> Exercise requirements
Every entry below should be copied exactly, minus the pictures.

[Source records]

------------------------------------------------------------------------

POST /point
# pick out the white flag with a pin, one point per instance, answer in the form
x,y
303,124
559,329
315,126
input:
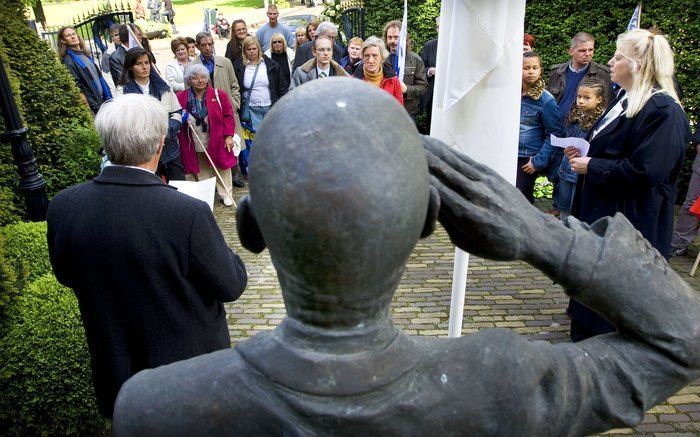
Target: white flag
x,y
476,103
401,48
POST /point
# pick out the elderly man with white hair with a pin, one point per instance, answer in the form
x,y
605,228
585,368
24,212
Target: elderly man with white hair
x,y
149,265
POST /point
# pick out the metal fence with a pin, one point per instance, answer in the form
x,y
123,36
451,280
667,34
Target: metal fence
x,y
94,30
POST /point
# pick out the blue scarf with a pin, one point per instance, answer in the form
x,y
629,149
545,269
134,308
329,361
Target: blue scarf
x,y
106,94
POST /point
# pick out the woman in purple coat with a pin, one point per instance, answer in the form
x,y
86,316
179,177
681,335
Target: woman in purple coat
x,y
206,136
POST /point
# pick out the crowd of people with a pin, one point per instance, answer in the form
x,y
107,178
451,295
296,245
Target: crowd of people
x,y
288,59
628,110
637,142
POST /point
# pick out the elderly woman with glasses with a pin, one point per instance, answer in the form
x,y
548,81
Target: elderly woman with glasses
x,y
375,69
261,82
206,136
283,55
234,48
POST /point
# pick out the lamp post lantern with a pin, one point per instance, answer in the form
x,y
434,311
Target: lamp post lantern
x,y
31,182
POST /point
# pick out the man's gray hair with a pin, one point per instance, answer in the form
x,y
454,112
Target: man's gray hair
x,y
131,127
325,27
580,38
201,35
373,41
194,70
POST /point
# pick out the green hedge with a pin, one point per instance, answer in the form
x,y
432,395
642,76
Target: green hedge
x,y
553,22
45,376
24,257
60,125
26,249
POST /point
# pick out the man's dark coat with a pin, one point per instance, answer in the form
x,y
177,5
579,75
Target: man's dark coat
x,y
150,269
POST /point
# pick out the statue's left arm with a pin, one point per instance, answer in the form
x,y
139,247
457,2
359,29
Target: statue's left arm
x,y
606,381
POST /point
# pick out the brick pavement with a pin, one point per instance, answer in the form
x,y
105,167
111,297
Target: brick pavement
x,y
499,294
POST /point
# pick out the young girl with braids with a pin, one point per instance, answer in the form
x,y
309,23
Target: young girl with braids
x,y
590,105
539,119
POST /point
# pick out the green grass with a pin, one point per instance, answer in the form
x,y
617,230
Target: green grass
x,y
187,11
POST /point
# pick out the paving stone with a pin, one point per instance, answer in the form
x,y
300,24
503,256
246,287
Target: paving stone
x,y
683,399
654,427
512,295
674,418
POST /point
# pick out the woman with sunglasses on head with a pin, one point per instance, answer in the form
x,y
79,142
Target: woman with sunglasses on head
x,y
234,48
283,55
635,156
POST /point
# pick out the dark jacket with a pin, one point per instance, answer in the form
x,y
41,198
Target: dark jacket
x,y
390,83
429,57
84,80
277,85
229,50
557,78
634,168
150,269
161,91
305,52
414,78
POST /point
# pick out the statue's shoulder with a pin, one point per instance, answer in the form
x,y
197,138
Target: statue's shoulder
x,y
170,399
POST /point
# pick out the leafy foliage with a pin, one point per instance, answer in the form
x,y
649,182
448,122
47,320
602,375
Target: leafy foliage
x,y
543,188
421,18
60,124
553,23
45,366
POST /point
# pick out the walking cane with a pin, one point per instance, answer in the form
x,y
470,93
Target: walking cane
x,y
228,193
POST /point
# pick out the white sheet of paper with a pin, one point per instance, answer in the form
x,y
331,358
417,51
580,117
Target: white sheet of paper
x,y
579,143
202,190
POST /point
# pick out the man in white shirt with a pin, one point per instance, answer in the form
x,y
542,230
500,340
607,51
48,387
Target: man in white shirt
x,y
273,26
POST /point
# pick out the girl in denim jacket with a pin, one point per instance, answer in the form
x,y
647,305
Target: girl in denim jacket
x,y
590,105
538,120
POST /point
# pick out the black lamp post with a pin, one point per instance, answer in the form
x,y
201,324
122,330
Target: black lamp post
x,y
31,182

------------------------------------------------------------------------

> Output of the exercise
POST /point
# pick out the white flag with a pin, one point per instance, answer in the form
x,y
303,124
559,329
315,126
input:
Target: white flag
x,y
476,103
401,48
POST /point
# pick out the elderly man with white hair with a pin, one point per instance, answer in the form
x,y
605,228
585,368
24,212
Target: elderly man with white hair
x,y
149,265
POST /point
# pick out the metal fence with a pin, one point per instance, answer in the form
x,y
123,36
451,280
667,34
Target: metal fence
x,y
94,30
POST /point
# pick out the blue scarf with a pin, one point per instance, answer in the form
x,y
629,149
545,269
134,308
329,361
Target: blue scarf
x,y
106,94
POST /point
# pick out the woman in purple coat with a pin, one point per instance, answer in the form
x,y
86,316
179,177
681,335
Target: woman in purple coat
x,y
206,136
POST /point
# pick out the crowd of people with a pin, one point per instance, answer in the form
x,y
107,178
451,295
296,245
Target: crowd of people
x,y
288,59
628,110
637,142
POST /point
# pick out the elderly woman with glasses with a pin, one point per instance, answer in the form
x,y
548,81
Target: elderly woman with glasses
x,y
375,69
261,82
206,136
283,55
234,48
POST /point
# pick out the lamp post lantern with a pin, one point per instance, answer in the form
x,y
434,311
Target: lamp post lantern
x,y
31,182
POST /point
# pick out the man's gray hair with a pin, one point per instance, answer in the form
x,y
454,112
Target: man's gray hair
x,y
131,127
325,27
580,38
201,35
373,41
194,70
POST /point
# pick out the green hedge with a pin, one point per instance, answer in the form
x,y
432,395
642,76
Target: green hedge
x,y
553,22
45,376
24,257
60,125
26,249
POST /point
# pick out the man's dark coat with a pin, one point per instance, answer in the form
x,y
177,5
579,75
Target: man's dark coat
x,y
150,269
POST /point
# pick out the statue's left arm with a pin, one point per instance, answer in the form
x,y
139,247
457,2
359,29
Target: statue's left arm
x,y
606,381
POST /point
# pick out the brick pavement with a pin, one point per instance, answer in the form
x,y
105,167
111,297
Target: brick pavement
x,y
499,294
POST /point
# pick out the young girl with braids with a pin, one point per instance, answer in the form
x,y
309,23
Target: young girl with braids
x,y
590,105
539,119
POST /point
# pick out the green grass with a pin, one point per instance, answer in the form
x,y
617,230
Target: green grass
x,y
187,11
POST /point
# pick out the paving stone with a pin, one point per instance, answer in the form
x,y
300,24
503,256
246,287
Target: paving stone
x,y
683,399
654,427
512,295
674,418
POST /point
# pick out the woman with sunglasses on head with a pin, one point per instance, answer in the form
x,y
79,142
Target: woman with sunglasses on head
x,y
234,48
283,55
635,156
POST /point
# pick out the dark jacket with a pin, one point per instance, answer in the form
x,y
41,198
Target: dark jacket
x,y
390,83
429,57
84,80
277,85
229,50
557,78
634,168
150,269
161,91
305,52
414,78
POST /point
# pick out the statue's shoulder with a pin, one point per instance, answer in the form
x,y
197,138
Target: statue's shoulder
x,y
170,399
POST /point
# pick out the leafy foliage with a pin, one point per instance, answer in the form
x,y
649,182
448,122
47,320
602,375
Target: leafy foliage
x,y
543,188
421,18
60,124
553,23
45,366
POST /point
# pick out the walking cane with a pin, one point per instance, answer in the form
x,y
470,93
Target: walking cane
x,y
228,193
POST /point
# pick out the white sheet of paper with a pin, one point per instance, answer in the form
x,y
331,358
417,51
580,117
Target: white sheet of paper
x,y
579,143
202,190
POST /point
# pick out the man in white shirt with a pin, one point per instance, answer in the form
x,y
542,230
500,340
607,51
48,387
Target: man in white shirt
x,y
273,26
POST /point
# pick out the girl in denim jacket with a pin, one point per instance, answer in the form
x,y
647,305
Target: girl in denim jacket
x,y
590,105
538,120
POST /point
# pick out the black lamp post with a pin, one point per instance, answer in the form
x,y
201,324
122,330
Target: black lamp post
x,y
31,182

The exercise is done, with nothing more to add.